Task instructions: Report every line of the material below that contains the word "overcast", copying each such line in full. Treat uppercase and lowercase letters as different.

Records contained in a dataset:
## Begin
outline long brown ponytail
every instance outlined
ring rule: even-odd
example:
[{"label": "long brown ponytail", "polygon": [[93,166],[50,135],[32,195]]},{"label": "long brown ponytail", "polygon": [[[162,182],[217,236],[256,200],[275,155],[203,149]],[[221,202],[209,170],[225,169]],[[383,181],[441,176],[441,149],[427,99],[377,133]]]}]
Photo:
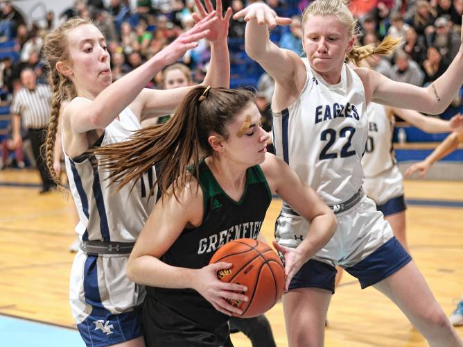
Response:
[{"label": "long brown ponytail", "polygon": [[[193,88],[167,123],[136,132],[128,141],[94,150],[98,162],[111,171],[112,183],[121,187],[162,163],[158,185],[162,192],[172,184],[175,192],[186,183],[187,168],[197,168],[203,156],[211,155],[210,134],[228,138],[225,126],[254,101],[245,90]],[[198,174],[198,173],[197,173]],[[154,189],[154,188],[152,188]]]}]

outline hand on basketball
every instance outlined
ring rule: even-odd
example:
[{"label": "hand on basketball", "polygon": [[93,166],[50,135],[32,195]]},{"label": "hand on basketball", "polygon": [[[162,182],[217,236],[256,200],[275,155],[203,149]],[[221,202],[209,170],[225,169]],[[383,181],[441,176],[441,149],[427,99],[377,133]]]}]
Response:
[{"label": "hand on basketball", "polygon": [[272,29],[277,25],[289,25],[292,22],[290,18],[277,16],[275,11],[263,3],[253,3],[237,12],[233,16],[235,20],[242,17],[244,17],[245,22],[255,18],[258,24],[267,24],[270,29]]},{"label": "hand on basketball", "polygon": [[418,177],[422,178],[428,173],[430,167],[431,167],[431,164],[426,160],[417,162],[407,169],[405,176],[406,178],[412,177],[415,172],[418,171]]},{"label": "hand on basketball", "polygon": [[450,128],[452,131],[463,132],[463,116],[458,113],[450,120]]},{"label": "hand on basketball", "polygon": [[273,246],[277,251],[283,254],[285,258],[285,276],[286,278],[285,291],[288,291],[291,280],[308,260],[297,248],[292,248],[280,246],[274,240],[273,241]]},{"label": "hand on basketball", "polygon": [[198,41],[210,34],[209,28],[217,21],[216,11],[205,16],[195,26],[183,33],[171,44],[158,53],[155,57],[162,60],[165,66],[173,64],[182,57],[189,49],[198,46]]},{"label": "hand on basketball", "polygon": [[241,293],[247,288],[236,283],[222,282],[217,278],[217,272],[225,269],[229,269],[230,263],[217,262],[209,264],[199,270],[198,281],[193,288],[212,305],[216,310],[229,316],[232,314],[241,315],[241,310],[230,305],[227,299],[247,301],[248,298]]},{"label": "hand on basketball", "polygon": [[[211,42],[225,40],[228,36],[228,26],[232,16],[232,8],[228,8],[225,12],[225,17],[223,16],[222,9],[222,0],[217,0],[217,9],[216,17],[217,20],[209,27],[209,33],[204,38]],[[204,9],[200,0],[195,0],[195,4],[198,9],[198,12],[193,13],[193,19],[196,23],[199,23],[202,19],[205,18],[208,12],[210,14],[213,12],[213,7],[211,0],[204,0],[207,11]]]}]

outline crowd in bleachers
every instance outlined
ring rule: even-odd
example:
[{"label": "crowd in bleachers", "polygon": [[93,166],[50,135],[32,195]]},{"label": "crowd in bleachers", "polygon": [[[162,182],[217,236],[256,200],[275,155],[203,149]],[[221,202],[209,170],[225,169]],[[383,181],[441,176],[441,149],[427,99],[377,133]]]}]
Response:
[{"label": "crowd in bleachers", "polygon": [[[222,0],[224,8],[233,13],[255,0]],[[214,1],[213,1],[214,2]],[[277,27],[271,40],[280,46],[302,53],[301,10],[308,0],[266,0],[280,16],[292,17],[288,27]],[[135,69],[180,33],[194,24],[193,0],[76,0],[62,13],[49,11],[37,23],[28,23],[15,8],[15,1],[2,1],[0,13],[0,96],[8,105],[21,87],[19,76],[31,67],[39,83],[46,83],[46,67],[41,58],[44,39],[49,31],[74,16],[93,20],[105,35],[111,54],[113,80]],[[403,37],[401,49],[390,57],[369,59],[370,65],[396,80],[426,85],[439,77],[460,47],[463,0],[352,0],[350,8],[358,18],[360,44],[377,44],[390,35]],[[229,46],[232,87],[259,86],[270,102],[272,83],[263,69],[244,51],[245,23],[231,20]],[[204,40],[187,52],[182,62],[191,69],[192,80],[202,81],[210,58]],[[259,78],[261,81],[259,81]],[[159,74],[148,87],[161,88]],[[461,105],[456,95],[454,106]],[[3,119],[5,120],[5,119]],[[6,121],[0,138],[4,138]]]}]

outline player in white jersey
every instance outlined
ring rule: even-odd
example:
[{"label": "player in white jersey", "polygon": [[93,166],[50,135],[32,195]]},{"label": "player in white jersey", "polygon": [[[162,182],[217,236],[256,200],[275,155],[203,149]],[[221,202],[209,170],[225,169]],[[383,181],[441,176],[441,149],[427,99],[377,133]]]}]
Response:
[{"label": "player in white jersey", "polygon": [[[322,346],[335,265],[390,297],[431,346],[463,346],[414,262],[389,223],[362,189],[361,157],[372,101],[439,113],[463,83],[463,49],[428,88],[392,81],[365,68],[351,69],[372,54],[390,53],[397,41],[378,47],[354,45],[356,22],[341,0],[316,0],[302,20],[306,59],[269,39],[269,28],[287,24],[264,3],[234,18],[247,22],[246,52],[274,80],[274,144],[282,157],[335,212],[338,226],[327,245],[293,278],[283,298],[290,346]],[[304,239],[308,223],[288,205],[277,221],[280,249]],[[410,294],[413,291],[413,295]]]},{"label": "player in white jersey", "polygon": [[94,25],[73,19],[47,35],[44,53],[53,90],[47,164],[58,183],[53,145],[61,102],[70,100],[61,115],[62,139],[80,214],[76,231],[81,240],[71,276],[70,301],[87,346],[145,345],[140,323],[145,289],[128,280],[125,264],[156,200],[155,196],[149,199],[156,192],[156,174],[151,167],[127,189],[117,191],[109,185],[107,172],[91,150],[124,141],[143,121],[175,110],[193,87],[168,91],[144,87],[162,68],[195,47],[198,40],[206,38],[211,46],[211,67],[204,83],[228,85],[231,11],[224,17],[219,4],[216,13],[209,1],[209,15],[201,6],[193,28],[114,83],[104,36]]},{"label": "player in white jersey", "polygon": [[[406,209],[403,197],[402,174],[399,170],[392,146],[396,115],[411,125],[426,133],[448,133],[453,129],[448,121],[426,117],[412,110],[384,106],[370,103],[367,108],[368,138],[362,158],[365,171],[363,189],[376,204],[392,228],[394,236],[408,251],[405,235]],[[455,116],[460,119],[461,115]]]}]

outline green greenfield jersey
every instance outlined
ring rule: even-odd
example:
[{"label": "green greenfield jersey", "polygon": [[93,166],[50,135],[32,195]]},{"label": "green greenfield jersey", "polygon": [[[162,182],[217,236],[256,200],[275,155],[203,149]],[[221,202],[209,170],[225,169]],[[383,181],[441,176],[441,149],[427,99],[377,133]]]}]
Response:
[{"label": "green greenfield jersey", "polygon": [[[170,265],[200,269],[207,265],[214,252],[227,242],[243,237],[256,239],[272,200],[259,165],[247,169],[244,192],[239,201],[227,195],[204,161],[200,164],[198,180],[204,197],[202,223],[196,228],[184,229],[161,257]],[[193,289],[147,289],[147,300],[161,303],[211,331],[229,319]]]}]

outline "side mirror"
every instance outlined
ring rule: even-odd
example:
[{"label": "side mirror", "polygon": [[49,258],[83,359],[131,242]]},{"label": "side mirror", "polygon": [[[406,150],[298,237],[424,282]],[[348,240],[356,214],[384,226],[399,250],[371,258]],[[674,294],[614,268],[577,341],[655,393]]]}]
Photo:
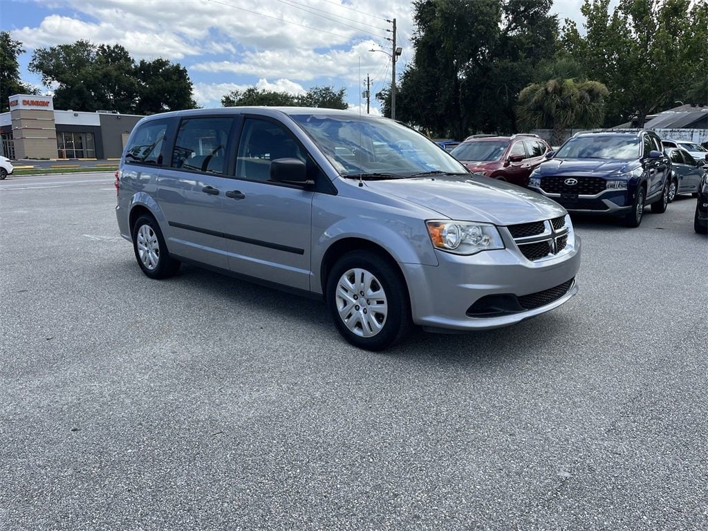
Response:
[{"label": "side mirror", "polygon": [[314,184],[307,179],[305,163],[299,159],[276,159],[270,161],[270,181],[298,186]]}]

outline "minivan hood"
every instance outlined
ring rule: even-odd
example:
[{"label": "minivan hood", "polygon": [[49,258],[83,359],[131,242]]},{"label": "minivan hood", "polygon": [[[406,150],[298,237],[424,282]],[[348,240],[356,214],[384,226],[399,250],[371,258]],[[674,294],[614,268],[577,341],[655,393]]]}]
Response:
[{"label": "minivan hood", "polygon": [[536,170],[542,176],[557,173],[603,176],[615,172],[629,171],[637,166],[636,161],[605,160],[602,159],[551,159]]},{"label": "minivan hood", "polygon": [[563,207],[539,194],[481,176],[370,181],[366,185],[452,219],[512,225],[566,214]]}]

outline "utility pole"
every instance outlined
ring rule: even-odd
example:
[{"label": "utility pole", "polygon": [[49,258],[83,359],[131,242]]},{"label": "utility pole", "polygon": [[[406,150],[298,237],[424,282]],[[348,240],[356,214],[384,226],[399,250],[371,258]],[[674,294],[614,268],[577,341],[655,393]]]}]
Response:
[{"label": "utility pole", "polygon": [[391,119],[396,120],[396,59],[401,55],[402,50],[396,47],[396,19],[389,21],[387,18],[386,21],[390,22],[393,25],[392,30],[393,38],[390,39],[393,45],[391,49]]},{"label": "utility pole", "polygon": [[364,91],[364,93],[362,94],[362,96],[366,98],[366,113],[369,114],[369,102],[371,101],[371,80],[369,79],[369,74],[366,74],[366,90]]}]

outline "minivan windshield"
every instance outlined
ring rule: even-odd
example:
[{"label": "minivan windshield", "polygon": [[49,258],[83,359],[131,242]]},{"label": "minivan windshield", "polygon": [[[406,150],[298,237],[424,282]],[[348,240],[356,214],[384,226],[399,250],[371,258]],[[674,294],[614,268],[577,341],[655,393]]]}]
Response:
[{"label": "minivan windshield", "polygon": [[554,159],[639,159],[641,145],[637,137],[596,135],[573,137],[556,152]]},{"label": "minivan windshield", "polygon": [[459,161],[496,161],[508,145],[508,140],[472,140],[462,142],[450,154]]},{"label": "minivan windshield", "polygon": [[390,120],[292,114],[343,177],[390,179],[469,172],[432,140]]}]

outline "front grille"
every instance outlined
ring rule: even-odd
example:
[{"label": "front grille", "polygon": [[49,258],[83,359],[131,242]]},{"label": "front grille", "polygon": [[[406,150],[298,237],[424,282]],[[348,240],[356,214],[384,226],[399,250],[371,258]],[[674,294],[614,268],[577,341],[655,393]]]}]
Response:
[{"label": "front grille", "polygon": [[568,292],[575,278],[549,290],[517,297],[511,293],[486,295],[478,299],[467,311],[468,317],[499,317],[540,308],[554,302]]},{"label": "front grille", "polygon": [[[573,178],[577,184],[566,184],[566,179]],[[580,195],[597,195],[604,192],[607,186],[601,177],[573,177],[572,176],[553,176],[541,178],[541,189],[546,193],[573,193]]]},{"label": "front grille", "polygon": [[[563,246],[565,247],[564,245]],[[520,245],[519,250],[524,256],[532,261],[545,258],[553,252],[553,249],[547,241]]]},{"label": "front grille", "polygon": [[573,201],[572,200],[563,199],[562,198],[554,198],[554,200],[569,210],[597,210],[604,212],[610,208],[603,201],[599,199],[578,199]]},{"label": "front grille", "polygon": [[546,230],[546,226],[543,222],[535,222],[523,223],[520,225],[510,225],[508,229],[513,238],[527,238],[530,236],[542,234]]},{"label": "front grille", "polygon": [[565,216],[542,222],[509,225],[506,228],[519,251],[531,261],[552,256],[563,251],[568,244],[570,230],[566,225]]},{"label": "front grille", "polygon": [[561,217],[551,219],[551,224],[553,225],[553,230],[559,231],[566,226],[566,217],[561,216]]},{"label": "front grille", "polygon": [[552,287],[549,290],[544,290],[544,291],[520,297],[518,297],[519,304],[523,308],[525,308],[526,309],[533,309],[549,304],[566,295],[568,290],[571,289],[571,286],[573,285],[574,280],[574,278],[571,278],[570,280],[564,282],[555,287]]}]

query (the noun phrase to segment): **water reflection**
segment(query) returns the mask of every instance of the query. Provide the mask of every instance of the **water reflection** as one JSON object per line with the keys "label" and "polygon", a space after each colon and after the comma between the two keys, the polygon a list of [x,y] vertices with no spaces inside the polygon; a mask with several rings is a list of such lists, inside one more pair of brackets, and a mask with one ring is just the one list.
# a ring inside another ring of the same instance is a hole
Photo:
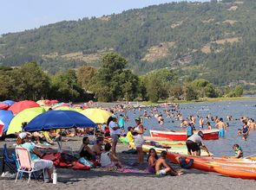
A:
{"label": "water reflection", "polygon": [[[218,116],[223,117],[225,122],[227,122],[227,116],[232,116],[233,120],[228,121],[229,128],[226,133],[226,136],[223,139],[216,141],[206,141],[206,145],[208,147],[211,152],[217,156],[221,155],[233,155],[233,152],[232,146],[234,143],[240,144],[243,150],[244,155],[249,155],[256,154],[256,130],[252,131],[248,136],[247,141],[243,141],[240,136],[237,136],[237,130],[242,127],[242,124],[240,118],[242,116],[252,117],[256,120],[256,101],[255,100],[242,100],[242,101],[231,101],[231,102],[217,102],[217,103],[197,103],[181,104],[180,111],[184,117],[188,117],[190,115],[196,117],[196,127],[199,127],[199,117],[206,117],[208,114],[211,114],[213,117]],[[146,133],[149,136],[150,129],[168,129],[173,130],[181,130],[180,121],[176,121],[174,118],[167,117],[167,113],[163,112],[165,108],[158,108],[158,113],[161,113],[164,117],[164,124],[160,126],[157,119],[154,117],[152,118],[144,118],[143,124],[148,129]],[[129,121],[127,126],[135,126],[135,118],[140,115],[142,115],[145,110],[136,110],[134,111],[127,112]],[[149,113],[150,109],[147,109]],[[174,123],[173,123],[174,121]],[[214,123],[211,121],[213,126]]]}

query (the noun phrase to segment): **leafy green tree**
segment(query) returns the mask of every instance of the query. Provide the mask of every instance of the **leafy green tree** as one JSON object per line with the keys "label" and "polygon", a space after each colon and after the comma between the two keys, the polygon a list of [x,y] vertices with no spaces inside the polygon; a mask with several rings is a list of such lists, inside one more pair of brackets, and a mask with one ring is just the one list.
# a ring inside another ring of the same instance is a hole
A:
{"label": "leafy green tree", "polygon": [[187,101],[198,99],[198,93],[190,83],[187,83],[183,86],[183,93]]}
{"label": "leafy green tree", "polygon": [[88,90],[90,79],[95,75],[97,69],[91,66],[83,66],[77,70],[77,81],[84,90]]}
{"label": "leafy green tree", "polygon": [[127,60],[116,53],[102,57],[102,66],[89,83],[89,90],[99,101],[133,100],[137,97],[138,77],[124,70],[126,64]]}
{"label": "leafy green tree", "polygon": [[37,100],[47,97],[49,91],[49,78],[35,62],[25,63],[13,70],[13,79],[16,99]]}
{"label": "leafy green tree", "polygon": [[149,100],[157,102],[170,96],[171,86],[177,82],[177,74],[167,68],[153,71],[146,75],[145,84]]}

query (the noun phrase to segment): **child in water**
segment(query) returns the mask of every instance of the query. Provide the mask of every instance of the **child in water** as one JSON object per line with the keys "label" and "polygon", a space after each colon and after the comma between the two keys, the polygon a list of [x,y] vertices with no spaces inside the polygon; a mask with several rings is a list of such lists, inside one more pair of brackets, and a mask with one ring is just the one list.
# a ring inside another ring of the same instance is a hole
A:
{"label": "child in water", "polygon": [[155,162],[157,161],[158,156],[156,154],[156,151],[154,149],[150,149],[148,151],[148,171],[149,173],[155,173],[155,168],[154,168],[154,165],[155,165]]}

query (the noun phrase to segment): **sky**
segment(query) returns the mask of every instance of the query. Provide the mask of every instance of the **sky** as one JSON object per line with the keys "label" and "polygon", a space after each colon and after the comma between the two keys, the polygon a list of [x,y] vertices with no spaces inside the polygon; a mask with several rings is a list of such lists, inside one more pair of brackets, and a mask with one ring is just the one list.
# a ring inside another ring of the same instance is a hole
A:
{"label": "sky", "polygon": [[[181,0],[1,0],[0,35]],[[195,0],[188,0],[194,2]],[[207,2],[209,0],[197,0]]]}

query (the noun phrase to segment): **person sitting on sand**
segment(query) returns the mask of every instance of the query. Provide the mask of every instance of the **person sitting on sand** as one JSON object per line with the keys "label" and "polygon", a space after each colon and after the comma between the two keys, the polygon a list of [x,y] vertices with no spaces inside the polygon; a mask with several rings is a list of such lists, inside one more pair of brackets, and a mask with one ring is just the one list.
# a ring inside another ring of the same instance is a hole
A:
{"label": "person sitting on sand", "polygon": [[101,154],[103,151],[103,149],[102,149],[103,142],[104,142],[104,139],[102,137],[99,137],[96,139],[96,143],[92,147],[92,151],[97,157],[100,157]]}
{"label": "person sitting on sand", "polygon": [[53,173],[53,162],[41,159],[43,153],[31,142],[29,139],[29,135],[26,132],[22,132],[18,135],[16,139],[16,146],[26,149],[30,153],[32,164],[36,169],[46,169],[47,174],[51,179]]}
{"label": "person sitting on sand", "polygon": [[203,143],[203,132],[198,131],[197,134],[194,134],[186,142],[188,155],[200,155],[200,149],[206,150],[210,156],[208,149]]}
{"label": "person sitting on sand", "polygon": [[115,169],[115,167],[118,167],[120,168],[122,168],[121,163],[118,160],[118,158],[113,154],[111,151],[111,144],[105,144],[105,150],[101,155],[101,164],[102,167],[106,168],[109,170]]}
{"label": "person sitting on sand", "polygon": [[171,166],[167,163],[167,151],[163,150],[161,153],[161,157],[155,162],[155,174],[157,175],[181,175],[181,171],[175,171]]}
{"label": "person sitting on sand", "polygon": [[158,156],[156,154],[156,151],[154,149],[150,149],[148,151],[148,171],[149,173],[154,173],[155,174],[155,162],[157,161]]}
{"label": "person sitting on sand", "polygon": [[212,124],[210,122],[207,122],[207,128],[208,130],[212,130]]}
{"label": "person sitting on sand", "polygon": [[82,144],[79,149],[80,157],[84,157],[88,161],[95,161],[96,156],[93,150],[88,146],[89,144],[89,136],[82,138]]}
{"label": "person sitting on sand", "polygon": [[234,150],[235,156],[231,156],[230,158],[242,158],[244,156],[242,148],[240,145],[233,145],[233,149]]}

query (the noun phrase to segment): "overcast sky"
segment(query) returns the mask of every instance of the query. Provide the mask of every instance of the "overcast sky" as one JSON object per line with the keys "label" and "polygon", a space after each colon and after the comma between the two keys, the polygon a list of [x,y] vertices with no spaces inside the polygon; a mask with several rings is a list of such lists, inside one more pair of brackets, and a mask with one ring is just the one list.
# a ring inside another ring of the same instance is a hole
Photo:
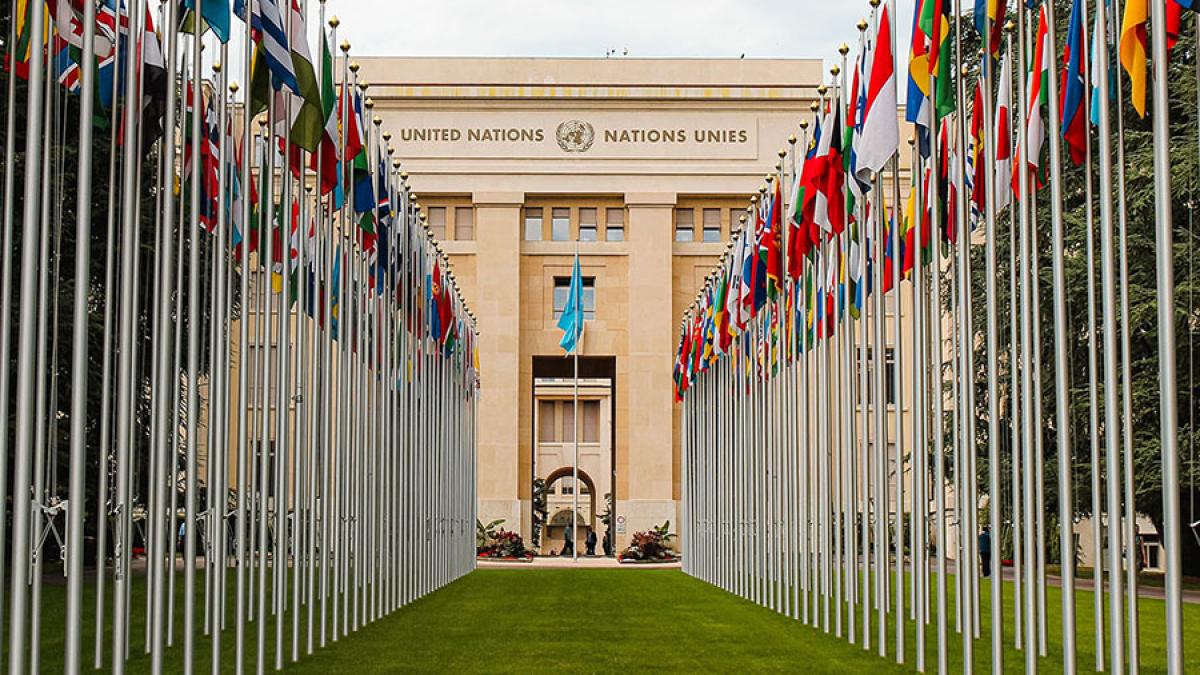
## End
Written solution:
query (the noun phrase to segment): "overcast sky"
segment(query) returns the mask of every instance of the query. Provide the mask of every instance of the "overcast sky" as one JSON object per line with the keys "label" and "polygon", a space after each colon and after the comma between the two keys, the polygon a list of [x,y] vertices with no spaces inside the polygon; a mask with several rings is a list of such lists, inside one more pair of brackets, and a mask with one ring is just the one list.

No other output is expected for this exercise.